**Instructions for the task**:
Rewrite the material below, swapping "green tree" for "pine tree" everywhere it occurs and keeping everything else the same.

**Available data**:
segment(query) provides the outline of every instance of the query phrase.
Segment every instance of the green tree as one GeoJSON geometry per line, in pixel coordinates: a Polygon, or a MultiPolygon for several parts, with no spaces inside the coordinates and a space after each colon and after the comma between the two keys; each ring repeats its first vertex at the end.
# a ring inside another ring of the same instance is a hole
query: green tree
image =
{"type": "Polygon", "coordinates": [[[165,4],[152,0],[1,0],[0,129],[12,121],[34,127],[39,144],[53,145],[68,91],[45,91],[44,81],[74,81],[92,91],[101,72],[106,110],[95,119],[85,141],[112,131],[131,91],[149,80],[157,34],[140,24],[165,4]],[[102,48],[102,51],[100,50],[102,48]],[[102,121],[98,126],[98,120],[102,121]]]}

**Exercise response**:
segment(query) provides the outline of every instance of the query phrase.
Segment every instance of the pine tree as one GeoJSON geometry per line, in pixel coordinates: a Polygon, or a MultiPolygon for several parts, with no spaces inside the coordinates and a space after each colon and after the comma between the two keys; each ring repeats its first vertex at the end.
# a ring inside another ring of the same instance is a hole
query: pine tree
image =
{"type": "Polygon", "coordinates": [[[165,4],[152,0],[1,0],[0,129],[12,121],[34,127],[39,144],[53,145],[68,91],[45,91],[44,81],[74,81],[92,91],[101,72],[106,110],[95,119],[85,141],[112,131],[131,91],[149,80],[157,34],[140,24],[165,4]],[[102,48],[102,51],[100,50],[102,48]],[[102,121],[98,126],[98,120],[102,121]]]}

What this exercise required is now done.